DIRECTIVE:
Count the lines of the records below that contain the string "positive", treating uppercase and lowercase as different. Reply with the number alone.

EXTRACTED ENTRIES:
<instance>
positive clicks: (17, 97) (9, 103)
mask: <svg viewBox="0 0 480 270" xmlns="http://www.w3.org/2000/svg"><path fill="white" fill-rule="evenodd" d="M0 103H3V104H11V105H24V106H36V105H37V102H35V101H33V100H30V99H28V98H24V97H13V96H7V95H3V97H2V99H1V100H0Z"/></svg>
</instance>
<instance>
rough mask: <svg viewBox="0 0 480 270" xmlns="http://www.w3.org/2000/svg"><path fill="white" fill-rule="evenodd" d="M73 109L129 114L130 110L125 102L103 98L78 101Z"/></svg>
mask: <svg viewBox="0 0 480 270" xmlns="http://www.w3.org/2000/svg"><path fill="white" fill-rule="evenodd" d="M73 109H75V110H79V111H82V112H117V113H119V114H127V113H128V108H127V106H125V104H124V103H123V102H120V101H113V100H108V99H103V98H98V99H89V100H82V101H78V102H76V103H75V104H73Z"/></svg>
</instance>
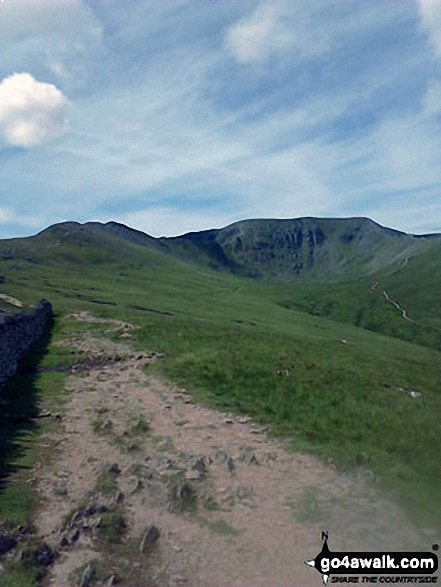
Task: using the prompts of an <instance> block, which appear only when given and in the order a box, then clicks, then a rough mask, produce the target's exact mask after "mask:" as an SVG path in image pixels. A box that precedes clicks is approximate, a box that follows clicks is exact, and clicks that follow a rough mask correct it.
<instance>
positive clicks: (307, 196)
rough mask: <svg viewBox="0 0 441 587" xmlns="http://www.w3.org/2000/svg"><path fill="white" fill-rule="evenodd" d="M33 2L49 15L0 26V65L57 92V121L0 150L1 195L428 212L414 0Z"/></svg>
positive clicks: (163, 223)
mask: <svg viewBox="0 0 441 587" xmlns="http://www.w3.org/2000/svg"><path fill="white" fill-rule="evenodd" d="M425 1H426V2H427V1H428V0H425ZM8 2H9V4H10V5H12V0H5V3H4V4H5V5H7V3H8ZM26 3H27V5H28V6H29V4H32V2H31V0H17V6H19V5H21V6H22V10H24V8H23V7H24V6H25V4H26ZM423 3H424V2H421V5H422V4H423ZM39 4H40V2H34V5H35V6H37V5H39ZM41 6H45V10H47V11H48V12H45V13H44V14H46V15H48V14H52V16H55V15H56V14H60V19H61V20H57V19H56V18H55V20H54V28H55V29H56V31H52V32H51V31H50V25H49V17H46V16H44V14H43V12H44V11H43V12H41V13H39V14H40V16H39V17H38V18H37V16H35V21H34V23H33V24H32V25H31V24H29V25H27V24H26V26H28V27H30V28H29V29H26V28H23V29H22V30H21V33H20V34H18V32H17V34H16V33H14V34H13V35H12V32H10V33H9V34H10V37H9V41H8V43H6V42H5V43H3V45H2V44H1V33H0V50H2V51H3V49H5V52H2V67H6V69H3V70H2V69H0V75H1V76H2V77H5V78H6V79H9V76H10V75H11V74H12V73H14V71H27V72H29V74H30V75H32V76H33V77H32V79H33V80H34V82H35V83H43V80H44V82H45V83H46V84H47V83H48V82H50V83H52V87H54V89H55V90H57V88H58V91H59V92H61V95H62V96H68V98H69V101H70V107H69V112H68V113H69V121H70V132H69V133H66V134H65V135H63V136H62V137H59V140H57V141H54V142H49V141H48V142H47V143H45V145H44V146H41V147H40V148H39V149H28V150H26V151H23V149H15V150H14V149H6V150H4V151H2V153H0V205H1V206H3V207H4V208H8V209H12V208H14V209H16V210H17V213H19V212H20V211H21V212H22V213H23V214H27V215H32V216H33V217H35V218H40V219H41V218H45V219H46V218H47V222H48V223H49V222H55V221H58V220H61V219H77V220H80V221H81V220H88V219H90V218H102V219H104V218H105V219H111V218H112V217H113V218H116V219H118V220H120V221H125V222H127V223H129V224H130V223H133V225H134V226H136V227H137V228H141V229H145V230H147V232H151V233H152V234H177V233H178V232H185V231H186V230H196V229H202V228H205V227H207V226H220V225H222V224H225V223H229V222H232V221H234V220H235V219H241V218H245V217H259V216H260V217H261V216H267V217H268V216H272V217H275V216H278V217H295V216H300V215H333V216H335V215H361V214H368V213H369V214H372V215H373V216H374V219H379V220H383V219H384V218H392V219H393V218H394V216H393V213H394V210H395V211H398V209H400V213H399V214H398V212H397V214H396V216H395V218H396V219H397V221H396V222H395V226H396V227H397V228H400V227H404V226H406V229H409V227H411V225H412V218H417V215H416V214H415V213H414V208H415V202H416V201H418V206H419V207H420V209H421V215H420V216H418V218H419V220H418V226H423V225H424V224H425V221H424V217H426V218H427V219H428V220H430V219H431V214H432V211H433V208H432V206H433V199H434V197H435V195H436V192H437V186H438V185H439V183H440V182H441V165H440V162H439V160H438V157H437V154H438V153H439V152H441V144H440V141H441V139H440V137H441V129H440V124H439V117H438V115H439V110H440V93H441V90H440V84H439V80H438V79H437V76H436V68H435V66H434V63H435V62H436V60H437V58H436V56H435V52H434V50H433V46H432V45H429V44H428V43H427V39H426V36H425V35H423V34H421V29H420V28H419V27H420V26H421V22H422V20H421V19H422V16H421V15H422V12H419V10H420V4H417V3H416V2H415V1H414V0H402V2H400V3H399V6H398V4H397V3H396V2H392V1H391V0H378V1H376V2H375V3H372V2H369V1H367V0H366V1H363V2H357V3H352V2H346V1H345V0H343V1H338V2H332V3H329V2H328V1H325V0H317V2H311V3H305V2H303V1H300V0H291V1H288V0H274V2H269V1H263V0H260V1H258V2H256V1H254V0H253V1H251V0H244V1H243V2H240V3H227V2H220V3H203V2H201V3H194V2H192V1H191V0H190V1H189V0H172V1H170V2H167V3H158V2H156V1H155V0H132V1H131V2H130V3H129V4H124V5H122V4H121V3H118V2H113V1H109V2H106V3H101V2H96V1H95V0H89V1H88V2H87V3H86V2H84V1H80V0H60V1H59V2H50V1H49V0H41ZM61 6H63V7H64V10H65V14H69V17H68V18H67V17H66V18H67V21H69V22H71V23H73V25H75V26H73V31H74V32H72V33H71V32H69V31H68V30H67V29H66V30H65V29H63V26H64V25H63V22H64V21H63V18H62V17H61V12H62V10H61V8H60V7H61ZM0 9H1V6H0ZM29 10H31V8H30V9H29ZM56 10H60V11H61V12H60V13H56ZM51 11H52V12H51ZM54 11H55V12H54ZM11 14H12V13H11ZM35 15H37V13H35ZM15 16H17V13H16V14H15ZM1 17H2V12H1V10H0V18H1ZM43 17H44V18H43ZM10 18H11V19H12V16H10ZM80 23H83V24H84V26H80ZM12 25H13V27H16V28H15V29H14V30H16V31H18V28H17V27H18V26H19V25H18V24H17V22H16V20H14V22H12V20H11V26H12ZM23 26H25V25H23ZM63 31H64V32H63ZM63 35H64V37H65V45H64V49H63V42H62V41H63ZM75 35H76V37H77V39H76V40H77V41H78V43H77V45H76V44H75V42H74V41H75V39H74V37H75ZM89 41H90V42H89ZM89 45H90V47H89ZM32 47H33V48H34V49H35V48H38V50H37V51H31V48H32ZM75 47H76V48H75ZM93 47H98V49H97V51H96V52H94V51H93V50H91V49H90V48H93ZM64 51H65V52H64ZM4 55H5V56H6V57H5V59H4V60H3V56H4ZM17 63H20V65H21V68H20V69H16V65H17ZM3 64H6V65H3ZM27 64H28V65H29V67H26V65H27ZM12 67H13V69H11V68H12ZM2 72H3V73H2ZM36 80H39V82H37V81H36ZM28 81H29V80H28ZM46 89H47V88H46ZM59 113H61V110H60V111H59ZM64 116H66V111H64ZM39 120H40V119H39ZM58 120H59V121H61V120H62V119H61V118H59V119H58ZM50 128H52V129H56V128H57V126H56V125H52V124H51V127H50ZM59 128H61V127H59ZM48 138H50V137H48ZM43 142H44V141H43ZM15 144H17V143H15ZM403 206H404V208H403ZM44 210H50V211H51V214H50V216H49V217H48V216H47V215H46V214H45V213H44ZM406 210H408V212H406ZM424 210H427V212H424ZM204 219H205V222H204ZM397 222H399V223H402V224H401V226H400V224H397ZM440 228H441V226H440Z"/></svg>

ANSWER FOR THE TASK:
3